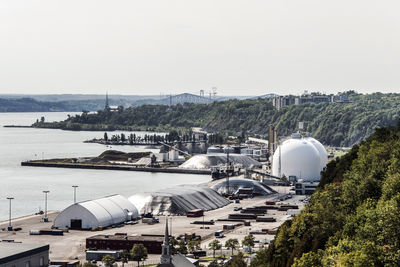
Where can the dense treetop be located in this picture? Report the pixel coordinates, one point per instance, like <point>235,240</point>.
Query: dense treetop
<point>337,124</point>
<point>353,219</point>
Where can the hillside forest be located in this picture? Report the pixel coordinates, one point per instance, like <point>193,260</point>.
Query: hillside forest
<point>335,124</point>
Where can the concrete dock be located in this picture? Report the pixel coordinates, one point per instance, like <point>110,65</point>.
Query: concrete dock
<point>72,244</point>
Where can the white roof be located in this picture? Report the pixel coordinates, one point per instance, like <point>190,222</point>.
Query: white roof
<point>100,212</point>
<point>301,158</point>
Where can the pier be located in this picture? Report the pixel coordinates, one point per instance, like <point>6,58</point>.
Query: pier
<point>112,167</point>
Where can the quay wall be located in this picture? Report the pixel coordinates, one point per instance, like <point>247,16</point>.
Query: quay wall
<point>112,167</point>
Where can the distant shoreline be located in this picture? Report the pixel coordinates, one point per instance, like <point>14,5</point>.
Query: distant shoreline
<point>17,126</point>
<point>114,167</point>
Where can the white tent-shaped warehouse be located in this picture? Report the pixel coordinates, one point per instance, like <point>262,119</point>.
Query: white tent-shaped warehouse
<point>102,212</point>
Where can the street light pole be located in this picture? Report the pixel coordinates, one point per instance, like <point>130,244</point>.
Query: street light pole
<point>9,220</point>
<point>45,206</point>
<point>74,186</point>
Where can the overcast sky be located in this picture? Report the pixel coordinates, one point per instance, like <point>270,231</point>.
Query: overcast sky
<point>170,46</point>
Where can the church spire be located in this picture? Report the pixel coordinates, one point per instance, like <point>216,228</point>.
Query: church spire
<point>107,106</point>
<point>166,253</point>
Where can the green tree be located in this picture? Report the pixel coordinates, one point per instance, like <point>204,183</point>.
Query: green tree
<point>125,257</point>
<point>232,243</point>
<point>139,253</point>
<point>248,241</point>
<point>108,260</point>
<point>214,245</point>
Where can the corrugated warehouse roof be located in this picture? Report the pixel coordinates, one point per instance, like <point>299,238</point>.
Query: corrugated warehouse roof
<point>102,212</point>
<point>178,200</point>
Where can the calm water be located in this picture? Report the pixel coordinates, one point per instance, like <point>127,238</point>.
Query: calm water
<point>26,184</point>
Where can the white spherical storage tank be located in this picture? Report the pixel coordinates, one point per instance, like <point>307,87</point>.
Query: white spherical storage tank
<point>300,158</point>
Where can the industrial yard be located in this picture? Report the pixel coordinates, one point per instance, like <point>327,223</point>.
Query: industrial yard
<point>71,245</point>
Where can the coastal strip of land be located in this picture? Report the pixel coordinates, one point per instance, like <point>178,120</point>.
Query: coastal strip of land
<point>35,163</point>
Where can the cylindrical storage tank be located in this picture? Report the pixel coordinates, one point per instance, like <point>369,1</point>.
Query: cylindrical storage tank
<point>173,155</point>
<point>297,157</point>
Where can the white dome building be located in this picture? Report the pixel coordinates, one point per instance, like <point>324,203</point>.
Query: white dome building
<point>303,158</point>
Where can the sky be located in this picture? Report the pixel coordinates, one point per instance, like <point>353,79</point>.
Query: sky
<point>173,46</point>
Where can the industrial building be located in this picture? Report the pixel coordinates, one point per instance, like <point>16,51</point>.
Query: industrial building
<point>23,255</point>
<point>98,213</point>
<point>299,158</point>
<point>207,161</point>
<point>178,200</point>
<point>153,244</point>
<point>236,184</point>
<point>305,188</point>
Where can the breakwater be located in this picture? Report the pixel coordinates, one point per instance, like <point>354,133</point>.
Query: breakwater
<point>112,167</point>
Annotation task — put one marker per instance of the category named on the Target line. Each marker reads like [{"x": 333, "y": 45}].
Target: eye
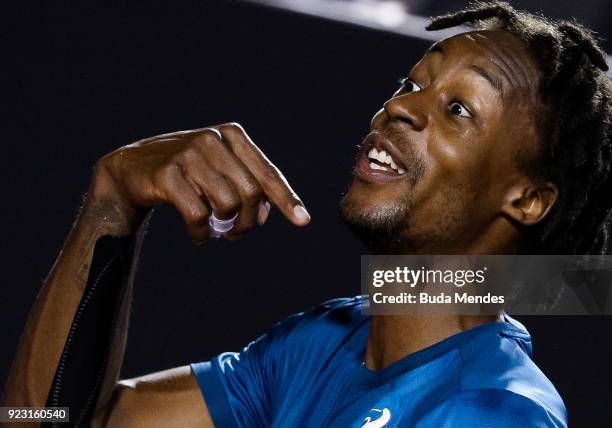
[
  {"x": 459, "y": 109},
  {"x": 408, "y": 85}
]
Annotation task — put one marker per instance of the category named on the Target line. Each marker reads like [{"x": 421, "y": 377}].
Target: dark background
[{"x": 80, "y": 80}]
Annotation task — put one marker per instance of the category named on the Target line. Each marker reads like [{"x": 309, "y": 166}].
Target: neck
[{"x": 392, "y": 337}]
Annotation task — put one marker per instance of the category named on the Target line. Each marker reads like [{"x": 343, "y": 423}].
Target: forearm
[{"x": 52, "y": 315}]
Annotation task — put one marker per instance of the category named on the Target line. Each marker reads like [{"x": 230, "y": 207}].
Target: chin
[{"x": 377, "y": 224}]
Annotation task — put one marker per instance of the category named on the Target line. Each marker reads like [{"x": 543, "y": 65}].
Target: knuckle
[
  {"x": 228, "y": 205},
  {"x": 270, "y": 173},
  {"x": 206, "y": 136},
  {"x": 197, "y": 215},
  {"x": 252, "y": 192},
  {"x": 167, "y": 172},
  {"x": 232, "y": 129}
]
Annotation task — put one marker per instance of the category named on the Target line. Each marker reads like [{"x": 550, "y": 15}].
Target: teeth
[
  {"x": 379, "y": 167},
  {"x": 383, "y": 157}
]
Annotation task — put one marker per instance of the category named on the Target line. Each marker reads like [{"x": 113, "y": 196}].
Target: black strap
[{"x": 83, "y": 362}]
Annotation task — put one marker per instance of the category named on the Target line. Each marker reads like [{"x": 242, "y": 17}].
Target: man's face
[{"x": 454, "y": 132}]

* ACTIVITY
This exercise calls for the records to be given again exactly, without the images.

* SOLUTION FOR THIS EXERCISE
Where can the dense treetop be located in this picture? Report the pixel coordinates, one point per instance, like <point>235,240</point>.
Query: dense treetop
<point>337,124</point>
<point>353,219</point>
Where can the hillside forest be located in this picture? Report the pixel coordinates, one point per instance, like <point>193,260</point>.
Query: hillside forest
<point>335,124</point>
Where can the concrete dock be located in this picture? Report the pixel coordinates, one point per instance, like <point>110,65</point>.
Query: concrete dock
<point>72,244</point>
Where can the white roof be located in this picture? Report the pixel coordinates, one point per instance, like <point>190,222</point>.
Query: white roof
<point>100,212</point>
<point>301,158</point>
Where can the pier be located in this picture? Report the pixel coordinates, one point per instance, like <point>6,58</point>.
Query: pier
<point>112,167</point>
Where can the quay wall be located in this picture? Report the pixel coordinates, one point per instance, like <point>247,16</point>.
Query: quay wall
<point>112,167</point>
Where can the distant shoreline be located in this picture? Report the pixel coordinates, one point per instance, like <point>14,5</point>.
Query: distant shoreline
<point>17,126</point>
<point>114,167</point>
Where can the white tent-shaped warehouse be located in this picture? Report the pixel coordinates, one point per instance, like <point>262,119</point>.
Query: white tent-shaped warehouse
<point>102,212</point>
Where can the street light pole be located in this picture? Report the pixel coordinates, one point per instance, like <point>130,244</point>.
Query: street light pole
<point>9,220</point>
<point>45,206</point>
<point>74,186</point>
Where can the overcast sky be located in this picture? Report the pixel coordinates, one point per instance, like <point>270,231</point>.
Query: overcast sky
<point>170,46</point>
Where can the church spire be located in this picture? Report the pixel coordinates, one point per instance, like <point>216,228</point>.
Query: church spire
<point>107,106</point>
<point>166,253</point>
Where can the green tree be located in this picture? Report the pixel coordinates, one point per instance, like <point>204,183</point>.
Query: green tree
<point>125,257</point>
<point>232,243</point>
<point>139,253</point>
<point>248,241</point>
<point>108,260</point>
<point>214,245</point>
Where can the corrugated warehouse roof be located in this picture? Report the pixel coordinates, one point per instance, like <point>299,238</point>.
Query: corrugated warehouse roof
<point>102,212</point>
<point>178,200</point>
Where can the calm water be located in this picture? Report the pixel coordinates, one point per instance, like <point>127,238</point>.
Query: calm water
<point>26,184</point>
Where can the white spherical storage tank be located in this picture? Report the pixel coordinates, one point per instance, like <point>307,87</point>.
Query: white spherical storage tank
<point>300,158</point>
Where can the industrial yard be located in this picture? Report the pixel coordinates, one point per instance, like <point>327,223</point>.
Query: industrial yard
<point>71,245</point>
Where can the coastal strip of land be located in this picture? Report the pixel coordinates, one point per instance, like <point>178,120</point>.
Query: coastal strip of land
<point>35,163</point>
Where can the cylindrical storage tank be located in this picture? Report the pixel coordinates, one point per instance, like <point>369,1</point>.
Query: cylindrical storage tank
<point>173,155</point>
<point>297,157</point>
Where can the white dome building be located in this picture? Report the pixel coordinates, one point per instance, like <point>324,203</point>.
Query: white dome building
<point>303,158</point>
Where can the sky be located in this picture? Report the pixel coordinates, one point per instance, like <point>353,79</point>.
Query: sky
<point>173,46</point>
Where can the industrial building be located in this picture? Report the pixel coordinates, one point per instance, like <point>16,51</point>.
Query: industrial building
<point>23,255</point>
<point>98,213</point>
<point>299,158</point>
<point>207,161</point>
<point>178,200</point>
<point>153,244</point>
<point>236,184</point>
<point>305,188</point>
Where can the breakwater be located in this picture? Report the pixel coordinates, one point per instance, like <point>354,133</point>.
Query: breakwater
<point>112,167</point>
Annotation task — put one marker per instance of the category named on the Target line. Each marker reads like [{"x": 333, "y": 45}].
Target: eye
[
  {"x": 459, "y": 109},
  {"x": 408, "y": 85}
]
Annotation task — put one marker per instance of the category named on the Target line. Each marker reads like [{"x": 421, "y": 377}].
Target: dark background
[{"x": 80, "y": 80}]
Annotation task — put one marker per instance of the category named on the Target line. Each marker reads like [{"x": 309, "y": 166}].
Target: neck
[{"x": 392, "y": 337}]
Annotation task — put one marker per instance of the category named on the Target line. Each marker reads like [{"x": 343, "y": 423}].
Target: forearm
[{"x": 52, "y": 315}]
Annotation task — put one marker per instance of the category named on the Target line. Each marker reads like [{"x": 230, "y": 207}].
Target: chin
[{"x": 377, "y": 224}]
Annotation task — put one marker per instance of the category named on the Target line. Each marker reads like [{"x": 543, "y": 65}].
Target: knuckle
[
  {"x": 228, "y": 205},
  {"x": 270, "y": 173},
  {"x": 206, "y": 136},
  {"x": 197, "y": 215},
  {"x": 252, "y": 192},
  {"x": 167, "y": 172},
  {"x": 232, "y": 129}
]
Annotation task — put one marker per instance of the category named on the Target line. Each marker reads like [{"x": 550, "y": 15}].
Target: teeth
[
  {"x": 379, "y": 167},
  {"x": 383, "y": 157}
]
Annotation task — put one marker per instance of the category named on the Target line. Each marker reads like [{"x": 113, "y": 196}].
Target: black strap
[{"x": 83, "y": 362}]
Annotation task — put one marker per instance of the category named on the Target line. Each marker reads like [{"x": 242, "y": 17}].
Target: man's face
[{"x": 454, "y": 132}]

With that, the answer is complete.